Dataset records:

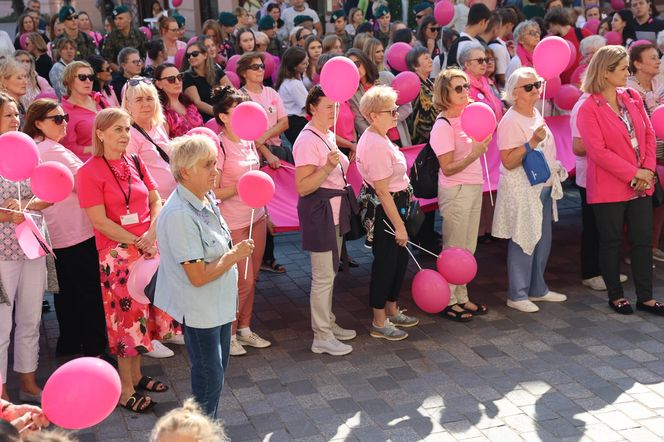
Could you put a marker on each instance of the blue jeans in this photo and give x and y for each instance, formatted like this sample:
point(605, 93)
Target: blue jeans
point(208, 349)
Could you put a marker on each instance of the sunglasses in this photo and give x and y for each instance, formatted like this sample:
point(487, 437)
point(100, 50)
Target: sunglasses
point(458, 89)
point(172, 78)
point(529, 87)
point(58, 119)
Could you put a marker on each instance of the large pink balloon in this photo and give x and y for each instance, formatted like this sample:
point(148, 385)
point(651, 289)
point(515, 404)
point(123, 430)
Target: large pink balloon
point(430, 291)
point(249, 120)
point(51, 181)
point(567, 97)
point(407, 85)
point(478, 121)
point(18, 156)
point(396, 56)
point(457, 265)
point(81, 393)
point(550, 57)
point(255, 188)
point(339, 79)
point(443, 12)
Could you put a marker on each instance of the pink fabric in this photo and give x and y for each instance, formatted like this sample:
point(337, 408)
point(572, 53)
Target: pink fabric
point(96, 186)
point(611, 160)
point(79, 128)
point(450, 137)
point(378, 159)
point(237, 159)
point(271, 102)
point(310, 150)
point(159, 169)
point(67, 223)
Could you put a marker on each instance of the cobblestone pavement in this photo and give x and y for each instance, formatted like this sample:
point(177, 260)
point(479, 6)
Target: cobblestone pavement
point(575, 371)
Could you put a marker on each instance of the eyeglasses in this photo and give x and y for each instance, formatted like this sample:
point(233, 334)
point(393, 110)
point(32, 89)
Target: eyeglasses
point(137, 80)
point(529, 87)
point(172, 78)
point(458, 89)
point(84, 77)
point(58, 119)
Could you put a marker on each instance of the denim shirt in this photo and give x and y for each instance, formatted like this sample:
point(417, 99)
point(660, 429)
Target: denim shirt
point(189, 230)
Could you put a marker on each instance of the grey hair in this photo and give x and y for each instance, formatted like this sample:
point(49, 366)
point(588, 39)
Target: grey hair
point(591, 44)
point(188, 150)
point(522, 27)
point(517, 75)
point(464, 54)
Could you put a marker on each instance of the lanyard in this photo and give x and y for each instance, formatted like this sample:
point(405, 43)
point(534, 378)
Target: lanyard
point(127, 196)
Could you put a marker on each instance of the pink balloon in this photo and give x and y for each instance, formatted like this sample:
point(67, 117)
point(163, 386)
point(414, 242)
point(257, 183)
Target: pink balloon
point(140, 274)
point(18, 156)
point(407, 85)
point(478, 121)
point(231, 64)
point(51, 181)
point(396, 56)
point(552, 87)
point(567, 96)
point(613, 38)
point(457, 265)
point(550, 57)
point(430, 291)
point(249, 120)
point(443, 12)
point(255, 188)
point(592, 25)
point(234, 79)
point(81, 393)
point(339, 79)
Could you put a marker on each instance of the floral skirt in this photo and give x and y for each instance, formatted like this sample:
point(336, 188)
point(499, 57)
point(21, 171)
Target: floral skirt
point(131, 326)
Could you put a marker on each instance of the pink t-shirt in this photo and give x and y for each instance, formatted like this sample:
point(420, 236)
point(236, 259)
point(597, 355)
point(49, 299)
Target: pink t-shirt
point(159, 169)
point(97, 186)
point(310, 150)
point(450, 137)
point(378, 158)
point(271, 102)
point(237, 159)
point(67, 223)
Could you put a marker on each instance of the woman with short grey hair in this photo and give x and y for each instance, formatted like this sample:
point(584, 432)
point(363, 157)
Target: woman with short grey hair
point(197, 281)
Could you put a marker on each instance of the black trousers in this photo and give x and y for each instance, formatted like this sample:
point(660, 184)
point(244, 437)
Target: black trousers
point(390, 260)
point(589, 240)
point(610, 218)
point(78, 305)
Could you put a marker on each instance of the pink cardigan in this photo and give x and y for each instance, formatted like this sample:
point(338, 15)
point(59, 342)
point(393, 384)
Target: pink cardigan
point(611, 159)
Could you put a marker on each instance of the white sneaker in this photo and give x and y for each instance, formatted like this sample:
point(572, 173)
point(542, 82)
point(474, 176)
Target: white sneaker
point(253, 340)
point(523, 306)
point(236, 348)
point(342, 334)
point(549, 297)
point(159, 351)
point(331, 346)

Aim: Nothing outside the span should appear: transcribe the lines from the one containing "the pink t-shirt" through the last line of the records.

Solution to the problem:
Could you put a marker on each instance of the pink t-shirt in this photo and give x and y for each instance, formatted like this sample:
point(420, 236)
point(236, 259)
point(597, 355)
point(49, 299)
Target: pink t-shirt
point(159, 169)
point(97, 186)
point(310, 150)
point(450, 137)
point(378, 158)
point(271, 102)
point(237, 159)
point(67, 223)
Could you put a marker on each instance of the woman with short grey hair in this photo and give x and y for each instance, formatted like this sample:
point(584, 432)
point(363, 157)
Target: woman with short grey hair
point(197, 281)
Could you put a marker on each instance of the black trousers in this photo and give x and y for each instance, formatted like this sample:
point(660, 184)
point(244, 437)
Target: black trousers
point(390, 260)
point(589, 240)
point(610, 218)
point(78, 305)
Could you put a marker on each instance of the pink cardigan in this photo and give x and y for each instance, formatted like this sample:
point(338, 15)
point(59, 342)
point(393, 384)
Target: pink cardigan
point(611, 159)
Could you put a marker on each instance of the white sneaker in this photo and give x and y for each instance, formatted like this sample:
point(572, 173)
point(542, 82)
point(474, 176)
Target: white sneaker
point(253, 340)
point(523, 306)
point(236, 348)
point(342, 334)
point(549, 297)
point(159, 351)
point(331, 346)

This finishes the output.